- [Source records]

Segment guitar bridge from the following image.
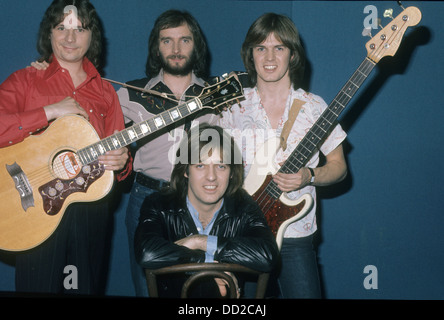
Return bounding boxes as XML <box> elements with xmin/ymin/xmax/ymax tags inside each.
<box><xmin>6</xmin><ymin>162</ymin><xmax>34</xmax><ymax>211</ymax></box>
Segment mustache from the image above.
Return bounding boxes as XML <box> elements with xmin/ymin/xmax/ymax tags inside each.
<box><xmin>167</xmin><ymin>54</ymin><xmax>187</xmax><ymax>60</ymax></box>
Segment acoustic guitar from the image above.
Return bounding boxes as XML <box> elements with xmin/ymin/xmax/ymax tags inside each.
<box><xmin>0</xmin><ymin>76</ymin><xmax>243</xmax><ymax>251</ymax></box>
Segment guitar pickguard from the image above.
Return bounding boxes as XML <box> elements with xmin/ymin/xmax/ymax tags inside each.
<box><xmin>38</xmin><ymin>160</ymin><xmax>105</xmax><ymax>215</ymax></box>
<box><xmin>251</xmin><ymin>175</ymin><xmax>307</xmax><ymax>235</ymax></box>
<box><xmin>247</xmin><ymin>172</ymin><xmax>313</xmax><ymax>249</ymax></box>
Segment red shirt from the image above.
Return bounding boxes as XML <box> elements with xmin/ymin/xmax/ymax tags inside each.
<box><xmin>0</xmin><ymin>56</ymin><xmax>131</xmax><ymax>180</ymax></box>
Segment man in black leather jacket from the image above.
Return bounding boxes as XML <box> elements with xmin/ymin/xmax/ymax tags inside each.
<box><xmin>134</xmin><ymin>124</ymin><xmax>279</xmax><ymax>297</ymax></box>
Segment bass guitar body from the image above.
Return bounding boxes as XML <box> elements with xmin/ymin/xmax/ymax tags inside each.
<box><xmin>243</xmin><ymin>137</ymin><xmax>313</xmax><ymax>249</ymax></box>
<box><xmin>0</xmin><ymin>115</ymin><xmax>113</xmax><ymax>251</ymax></box>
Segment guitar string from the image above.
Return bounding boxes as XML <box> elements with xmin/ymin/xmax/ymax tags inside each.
<box><xmin>103</xmin><ymin>78</ymin><xmax>180</xmax><ymax>103</ymax></box>
<box><xmin>369</xmin><ymin>18</ymin><xmax>405</xmax><ymax>63</ymax></box>
<box><xmin>25</xmin><ymin>159</ymin><xmax>80</xmax><ymax>184</ymax></box>
<box><xmin>253</xmin><ymin>179</ymin><xmax>280</xmax><ymax>215</ymax></box>
<box><xmin>23</xmin><ymin>81</ymin><xmax>237</xmax><ymax>192</ymax></box>
<box><xmin>256</xmin><ymin>195</ymin><xmax>275</xmax><ymax>218</ymax></box>
<box><xmin>103</xmin><ymin>77</ymin><xmax>235</xmax><ymax>102</ymax></box>
<box><xmin>251</xmin><ymin>58</ymin><xmax>375</xmax><ymax>222</ymax></box>
<box><xmin>245</xmin><ymin>26</ymin><xmax>388</xmax><ymax>232</ymax></box>
<box><xmin>14</xmin><ymin>37</ymin><xmax>386</xmax><ymax>211</ymax></box>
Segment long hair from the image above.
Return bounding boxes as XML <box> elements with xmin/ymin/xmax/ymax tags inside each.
<box><xmin>37</xmin><ymin>0</ymin><xmax>103</xmax><ymax>68</ymax></box>
<box><xmin>241</xmin><ymin>13</ymin><xmax>305</xmax><ymax>89</ymax></box>
<box><xmin>168</xmin><ymin>124</ymin><xmax>244</xmax><ymax>203</ymax></box>
<box><xmin>145</xmin><ymin>10</ymin><xmax>208</xmax><ymax>78</ymax></box>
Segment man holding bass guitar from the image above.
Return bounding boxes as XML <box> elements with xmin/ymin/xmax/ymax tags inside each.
<box><xmin>0</xmin><ymin>0</ymin><xmax>130</xmax><ymax>294</ymax></box>
<box><xmin>218</xmin><ymin>13</ymin><xmax>348</xmax><ymax>298</ymax></box>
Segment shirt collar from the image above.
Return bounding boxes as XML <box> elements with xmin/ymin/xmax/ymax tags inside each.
<box><xmin>145</xmin><ymin>69</ymin><xmax>205</xmax><ymax>91</ymax></box>
<box><xmin>186</xmin><ymin>196</ymin><xmax>224</xmax><ymax>234</ymax></box>
<box><xmin>42</xmin><ymin>55</ymin><xmax>101</xmax><ymax>89</ymax></box>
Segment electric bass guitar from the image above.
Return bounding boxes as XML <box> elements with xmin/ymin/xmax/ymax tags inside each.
<box><xmin>243</xmin><ymin>6</ymin><xmax>422</xmax><ymax>248</ymax></box>
<box><xmin>0</xmin><ymin>76</ymin><xmax>243</xmax><ymax>251</ymax></box>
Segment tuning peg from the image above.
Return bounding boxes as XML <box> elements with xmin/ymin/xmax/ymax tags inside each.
<box><xmin>383</xmin><ymin>8</ymin><xmax>394</xmax><ymax>20</ymax></box>
<box><xmin>378</xmin><ymin>18</ymin><xmax>383</xmax><ymax>29</ymax></box>
<box><xmin>362</xmin><ymin>26</ymin><xmax>372</xmax><ymax>38</ymax></box>
<box><xmin>397</xmin><ymin>1</ymin><xmax>405</xmax><ymax>10</ymax></box>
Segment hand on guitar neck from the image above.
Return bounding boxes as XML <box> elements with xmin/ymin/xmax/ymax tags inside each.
<box><xmin>97</xmin><ymin>132</ymin><xmax>129</xmax><ymax>172</ymax></box>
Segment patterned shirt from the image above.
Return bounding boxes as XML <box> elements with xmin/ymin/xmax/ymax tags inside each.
<box><xmin>218</xmin><ymin>86</ymin><xmax>347</xmax><ymax>238</ymax></box>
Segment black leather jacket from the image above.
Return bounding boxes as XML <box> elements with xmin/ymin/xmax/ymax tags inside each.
<box><xmin>135</xmin><ymin>189</ymin><xmax>279</xmax><ymax>273</ymax></box>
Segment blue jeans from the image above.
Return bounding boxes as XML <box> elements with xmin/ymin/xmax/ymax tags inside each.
<box><xmin>242</xmin><ymin>234</ymin><xmax>321</xmax><ymax>299</ymax></box>
<box><xmin>278</xmin><ymin>235</ymin><xmax>322</xmax><ymax>299</ymax></box>
<box><xmin>125</xmin><ymin>180</ymin><xmax>157</xmax><ymax>297</ymax></box>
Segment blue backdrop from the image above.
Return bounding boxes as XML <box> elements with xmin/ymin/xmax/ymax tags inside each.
<box><xmin>0</xmin><ymin>1</ymin><xmax>442</xmax><ymax>299</ymax></box>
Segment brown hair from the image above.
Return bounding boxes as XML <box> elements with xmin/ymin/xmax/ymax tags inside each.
<box><xmin>37</xmin><ymin>0</ymin><xmax>103</xmax><ymax>68</ymax></box>
<box><xmin>168</xmin><ymin>124</ymin><xmax>244</xmax><ymax>202</ymax></box>
<box><xmin>145</xmin><ymin>9</ymin><xmax>209</xmax><ymax>78</ymax></box>
<box><xmin>241</xmin><ymin>13</ymin><xmax>305</xmax><ymax>89</ymax></box>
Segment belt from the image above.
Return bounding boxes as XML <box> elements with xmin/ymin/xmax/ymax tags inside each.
<box><xmin>135</xmin><ymin>172</ymin><xmax>170</xmax><ymax>191</ymax></box>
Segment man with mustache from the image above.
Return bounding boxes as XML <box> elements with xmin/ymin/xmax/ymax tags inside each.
<box><xmin>116</xmin><ymin>10</ymin><xmax>217</xmax><ymax>297</ymax></box>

- [About this exercise] From the entries, copy out each line containing the word "jacket".

- [Written answer]
Segment man in black leather jacket from the image above.
Segment black leather jacket from the image above.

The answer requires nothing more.